(Region pointing data)
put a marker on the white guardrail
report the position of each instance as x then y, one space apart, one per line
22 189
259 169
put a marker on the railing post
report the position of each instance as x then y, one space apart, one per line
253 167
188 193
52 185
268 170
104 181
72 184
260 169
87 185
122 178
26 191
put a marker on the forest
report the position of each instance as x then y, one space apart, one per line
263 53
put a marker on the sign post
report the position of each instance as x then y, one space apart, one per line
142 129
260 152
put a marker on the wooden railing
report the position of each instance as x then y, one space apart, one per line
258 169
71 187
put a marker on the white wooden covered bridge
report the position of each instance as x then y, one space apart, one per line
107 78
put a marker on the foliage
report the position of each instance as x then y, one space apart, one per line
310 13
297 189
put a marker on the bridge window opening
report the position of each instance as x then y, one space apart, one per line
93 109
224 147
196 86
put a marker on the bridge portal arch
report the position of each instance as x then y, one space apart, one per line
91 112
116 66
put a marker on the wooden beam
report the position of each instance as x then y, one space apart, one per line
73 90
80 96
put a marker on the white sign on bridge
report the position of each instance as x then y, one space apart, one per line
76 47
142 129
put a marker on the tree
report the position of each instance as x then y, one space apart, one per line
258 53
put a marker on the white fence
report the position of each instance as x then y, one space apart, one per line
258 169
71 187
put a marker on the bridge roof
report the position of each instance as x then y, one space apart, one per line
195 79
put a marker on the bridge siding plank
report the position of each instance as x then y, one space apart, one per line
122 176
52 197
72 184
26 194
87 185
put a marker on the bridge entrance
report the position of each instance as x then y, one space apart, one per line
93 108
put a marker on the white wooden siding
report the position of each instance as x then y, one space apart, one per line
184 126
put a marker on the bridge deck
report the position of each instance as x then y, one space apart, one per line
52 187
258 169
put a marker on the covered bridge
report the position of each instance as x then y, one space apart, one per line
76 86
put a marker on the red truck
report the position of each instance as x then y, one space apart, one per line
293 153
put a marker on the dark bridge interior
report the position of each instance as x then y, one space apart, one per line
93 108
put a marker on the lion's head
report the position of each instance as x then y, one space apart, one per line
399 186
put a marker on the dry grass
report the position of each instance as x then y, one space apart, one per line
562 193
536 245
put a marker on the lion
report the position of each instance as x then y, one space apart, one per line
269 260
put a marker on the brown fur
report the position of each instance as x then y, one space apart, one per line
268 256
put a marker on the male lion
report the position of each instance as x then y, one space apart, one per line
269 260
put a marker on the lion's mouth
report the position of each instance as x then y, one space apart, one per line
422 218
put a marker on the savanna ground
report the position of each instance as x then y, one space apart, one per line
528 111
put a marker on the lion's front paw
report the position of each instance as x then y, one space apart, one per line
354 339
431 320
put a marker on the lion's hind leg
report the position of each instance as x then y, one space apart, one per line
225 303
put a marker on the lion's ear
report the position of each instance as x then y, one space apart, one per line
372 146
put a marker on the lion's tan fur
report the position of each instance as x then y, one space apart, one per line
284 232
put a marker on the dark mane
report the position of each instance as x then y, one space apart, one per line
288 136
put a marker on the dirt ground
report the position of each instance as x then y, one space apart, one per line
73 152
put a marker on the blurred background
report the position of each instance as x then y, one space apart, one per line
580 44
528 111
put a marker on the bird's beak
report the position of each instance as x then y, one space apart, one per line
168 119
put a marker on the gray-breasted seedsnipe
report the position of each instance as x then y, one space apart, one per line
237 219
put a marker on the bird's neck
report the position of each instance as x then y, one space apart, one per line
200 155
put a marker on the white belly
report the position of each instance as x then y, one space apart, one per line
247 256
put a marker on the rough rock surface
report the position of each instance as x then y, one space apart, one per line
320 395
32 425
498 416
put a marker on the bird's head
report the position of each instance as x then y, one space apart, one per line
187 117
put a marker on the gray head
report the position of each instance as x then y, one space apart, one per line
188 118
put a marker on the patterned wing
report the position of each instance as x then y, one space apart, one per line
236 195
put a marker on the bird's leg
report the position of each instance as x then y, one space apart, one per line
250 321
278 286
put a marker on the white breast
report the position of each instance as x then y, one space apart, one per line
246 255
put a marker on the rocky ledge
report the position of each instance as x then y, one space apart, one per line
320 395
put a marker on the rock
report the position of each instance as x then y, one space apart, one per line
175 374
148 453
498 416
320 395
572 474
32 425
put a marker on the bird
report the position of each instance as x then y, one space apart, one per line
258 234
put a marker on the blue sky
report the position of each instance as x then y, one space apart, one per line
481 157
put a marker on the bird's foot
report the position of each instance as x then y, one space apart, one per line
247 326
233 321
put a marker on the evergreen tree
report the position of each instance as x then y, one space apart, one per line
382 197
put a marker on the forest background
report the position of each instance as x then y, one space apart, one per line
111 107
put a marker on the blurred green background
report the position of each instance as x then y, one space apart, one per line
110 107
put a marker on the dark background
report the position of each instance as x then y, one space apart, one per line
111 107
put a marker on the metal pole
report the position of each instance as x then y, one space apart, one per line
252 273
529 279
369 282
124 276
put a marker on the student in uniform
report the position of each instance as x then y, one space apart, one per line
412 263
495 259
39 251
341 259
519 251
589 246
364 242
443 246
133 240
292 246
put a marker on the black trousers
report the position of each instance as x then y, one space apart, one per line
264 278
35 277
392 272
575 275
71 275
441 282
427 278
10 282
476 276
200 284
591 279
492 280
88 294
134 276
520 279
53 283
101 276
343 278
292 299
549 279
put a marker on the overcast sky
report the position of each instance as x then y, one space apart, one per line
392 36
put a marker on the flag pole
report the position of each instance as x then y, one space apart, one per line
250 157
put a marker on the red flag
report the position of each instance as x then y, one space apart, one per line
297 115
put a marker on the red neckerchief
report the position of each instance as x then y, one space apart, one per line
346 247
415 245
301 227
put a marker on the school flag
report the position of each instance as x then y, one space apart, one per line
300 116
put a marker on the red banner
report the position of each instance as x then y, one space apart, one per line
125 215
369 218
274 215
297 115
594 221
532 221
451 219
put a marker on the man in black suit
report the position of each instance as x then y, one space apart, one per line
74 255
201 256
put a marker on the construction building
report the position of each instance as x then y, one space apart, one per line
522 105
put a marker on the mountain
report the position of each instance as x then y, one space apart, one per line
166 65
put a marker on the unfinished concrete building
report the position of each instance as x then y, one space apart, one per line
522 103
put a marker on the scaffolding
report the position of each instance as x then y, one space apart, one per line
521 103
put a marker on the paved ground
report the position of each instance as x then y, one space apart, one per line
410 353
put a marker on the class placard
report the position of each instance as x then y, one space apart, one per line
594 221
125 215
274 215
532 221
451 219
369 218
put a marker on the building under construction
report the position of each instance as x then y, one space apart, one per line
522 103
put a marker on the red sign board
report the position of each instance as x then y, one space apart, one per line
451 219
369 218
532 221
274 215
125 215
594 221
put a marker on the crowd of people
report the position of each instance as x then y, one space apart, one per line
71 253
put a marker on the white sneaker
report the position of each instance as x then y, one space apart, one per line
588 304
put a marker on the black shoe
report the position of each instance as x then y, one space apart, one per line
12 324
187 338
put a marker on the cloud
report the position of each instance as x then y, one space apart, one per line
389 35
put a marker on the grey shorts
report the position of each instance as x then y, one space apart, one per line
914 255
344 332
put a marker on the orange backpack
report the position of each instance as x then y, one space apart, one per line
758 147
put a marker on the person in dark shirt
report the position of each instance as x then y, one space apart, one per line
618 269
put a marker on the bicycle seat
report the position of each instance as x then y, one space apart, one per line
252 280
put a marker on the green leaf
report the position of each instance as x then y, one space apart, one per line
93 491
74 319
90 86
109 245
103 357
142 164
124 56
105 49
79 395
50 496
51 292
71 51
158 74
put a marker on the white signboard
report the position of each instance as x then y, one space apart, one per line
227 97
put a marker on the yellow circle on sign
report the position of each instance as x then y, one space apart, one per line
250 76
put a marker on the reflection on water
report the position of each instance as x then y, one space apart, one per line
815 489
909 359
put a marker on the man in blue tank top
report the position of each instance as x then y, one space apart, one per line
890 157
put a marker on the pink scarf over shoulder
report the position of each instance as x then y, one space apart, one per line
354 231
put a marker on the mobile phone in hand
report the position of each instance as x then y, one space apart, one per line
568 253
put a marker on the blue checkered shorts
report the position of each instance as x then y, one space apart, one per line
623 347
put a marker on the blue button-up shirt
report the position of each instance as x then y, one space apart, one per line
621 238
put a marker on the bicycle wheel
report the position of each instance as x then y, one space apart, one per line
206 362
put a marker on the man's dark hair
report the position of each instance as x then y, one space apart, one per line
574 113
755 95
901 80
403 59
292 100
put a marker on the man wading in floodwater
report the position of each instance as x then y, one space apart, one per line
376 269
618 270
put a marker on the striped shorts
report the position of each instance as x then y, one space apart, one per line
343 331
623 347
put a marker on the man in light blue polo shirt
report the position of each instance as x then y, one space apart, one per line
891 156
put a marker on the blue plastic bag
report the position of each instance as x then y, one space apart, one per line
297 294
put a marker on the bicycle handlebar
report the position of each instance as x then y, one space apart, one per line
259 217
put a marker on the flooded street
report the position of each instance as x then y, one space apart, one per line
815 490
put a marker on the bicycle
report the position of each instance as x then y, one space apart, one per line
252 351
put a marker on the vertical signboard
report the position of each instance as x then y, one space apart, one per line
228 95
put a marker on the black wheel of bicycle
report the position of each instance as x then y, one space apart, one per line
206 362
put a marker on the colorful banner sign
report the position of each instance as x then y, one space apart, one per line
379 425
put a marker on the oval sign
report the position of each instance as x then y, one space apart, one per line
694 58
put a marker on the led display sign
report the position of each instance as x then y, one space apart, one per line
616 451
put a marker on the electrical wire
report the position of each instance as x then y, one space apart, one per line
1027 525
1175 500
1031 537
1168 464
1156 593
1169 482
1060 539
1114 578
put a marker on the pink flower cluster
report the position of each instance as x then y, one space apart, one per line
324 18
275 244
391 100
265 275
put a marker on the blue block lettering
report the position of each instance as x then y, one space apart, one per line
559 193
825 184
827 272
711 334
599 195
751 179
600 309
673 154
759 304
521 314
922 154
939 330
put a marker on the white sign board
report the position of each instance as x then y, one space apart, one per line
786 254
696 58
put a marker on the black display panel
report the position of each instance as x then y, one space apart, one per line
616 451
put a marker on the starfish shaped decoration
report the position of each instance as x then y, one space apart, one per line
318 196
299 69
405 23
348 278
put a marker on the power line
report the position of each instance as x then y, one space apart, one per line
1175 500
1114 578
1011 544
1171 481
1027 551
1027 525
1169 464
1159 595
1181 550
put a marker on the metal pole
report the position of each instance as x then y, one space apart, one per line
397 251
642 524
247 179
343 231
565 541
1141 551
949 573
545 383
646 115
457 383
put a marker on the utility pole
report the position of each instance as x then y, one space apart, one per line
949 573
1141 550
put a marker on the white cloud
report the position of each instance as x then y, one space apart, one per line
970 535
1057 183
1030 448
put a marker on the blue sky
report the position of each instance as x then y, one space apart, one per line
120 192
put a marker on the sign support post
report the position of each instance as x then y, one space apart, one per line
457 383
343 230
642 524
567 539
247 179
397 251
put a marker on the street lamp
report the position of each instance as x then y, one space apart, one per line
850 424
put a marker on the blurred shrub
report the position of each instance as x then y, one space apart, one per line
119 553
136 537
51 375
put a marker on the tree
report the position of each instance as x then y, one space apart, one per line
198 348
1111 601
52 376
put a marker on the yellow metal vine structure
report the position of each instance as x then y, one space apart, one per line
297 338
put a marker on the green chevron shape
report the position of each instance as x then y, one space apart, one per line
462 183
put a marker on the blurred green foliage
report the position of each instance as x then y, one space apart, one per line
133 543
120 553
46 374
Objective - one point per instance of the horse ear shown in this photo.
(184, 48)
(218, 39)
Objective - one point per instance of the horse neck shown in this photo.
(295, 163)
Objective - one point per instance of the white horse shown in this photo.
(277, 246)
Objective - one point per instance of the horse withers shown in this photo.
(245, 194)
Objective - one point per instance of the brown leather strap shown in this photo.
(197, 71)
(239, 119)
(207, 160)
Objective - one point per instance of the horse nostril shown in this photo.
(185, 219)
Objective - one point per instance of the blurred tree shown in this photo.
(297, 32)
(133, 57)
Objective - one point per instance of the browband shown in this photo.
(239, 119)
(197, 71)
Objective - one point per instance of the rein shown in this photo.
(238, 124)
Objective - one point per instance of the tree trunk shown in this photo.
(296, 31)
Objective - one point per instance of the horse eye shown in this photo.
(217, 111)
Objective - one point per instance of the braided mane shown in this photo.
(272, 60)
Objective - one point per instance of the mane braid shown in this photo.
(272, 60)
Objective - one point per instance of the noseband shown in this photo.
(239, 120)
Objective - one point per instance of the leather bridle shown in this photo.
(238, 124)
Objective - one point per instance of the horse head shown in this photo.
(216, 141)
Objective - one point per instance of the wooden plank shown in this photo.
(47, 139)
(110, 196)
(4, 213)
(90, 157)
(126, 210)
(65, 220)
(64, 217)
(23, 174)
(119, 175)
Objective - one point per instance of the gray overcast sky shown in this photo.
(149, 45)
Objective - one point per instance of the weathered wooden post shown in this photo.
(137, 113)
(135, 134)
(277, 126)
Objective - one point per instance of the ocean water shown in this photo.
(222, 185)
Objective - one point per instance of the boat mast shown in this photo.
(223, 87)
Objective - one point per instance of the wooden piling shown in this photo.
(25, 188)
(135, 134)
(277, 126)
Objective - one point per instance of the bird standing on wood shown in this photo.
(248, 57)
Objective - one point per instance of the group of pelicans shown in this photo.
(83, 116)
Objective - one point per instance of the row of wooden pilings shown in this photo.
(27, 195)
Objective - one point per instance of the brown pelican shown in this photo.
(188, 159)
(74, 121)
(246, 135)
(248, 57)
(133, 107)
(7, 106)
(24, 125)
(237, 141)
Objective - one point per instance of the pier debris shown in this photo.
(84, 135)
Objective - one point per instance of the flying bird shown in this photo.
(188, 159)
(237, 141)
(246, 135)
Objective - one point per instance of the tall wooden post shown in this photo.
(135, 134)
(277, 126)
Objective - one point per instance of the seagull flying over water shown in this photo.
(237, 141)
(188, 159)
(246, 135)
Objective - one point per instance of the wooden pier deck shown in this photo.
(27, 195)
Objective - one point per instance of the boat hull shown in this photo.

→ Task goal: Using the records above, work out the number of lines that contain "lion" and write only that number.

→ Solution to the exercise: 8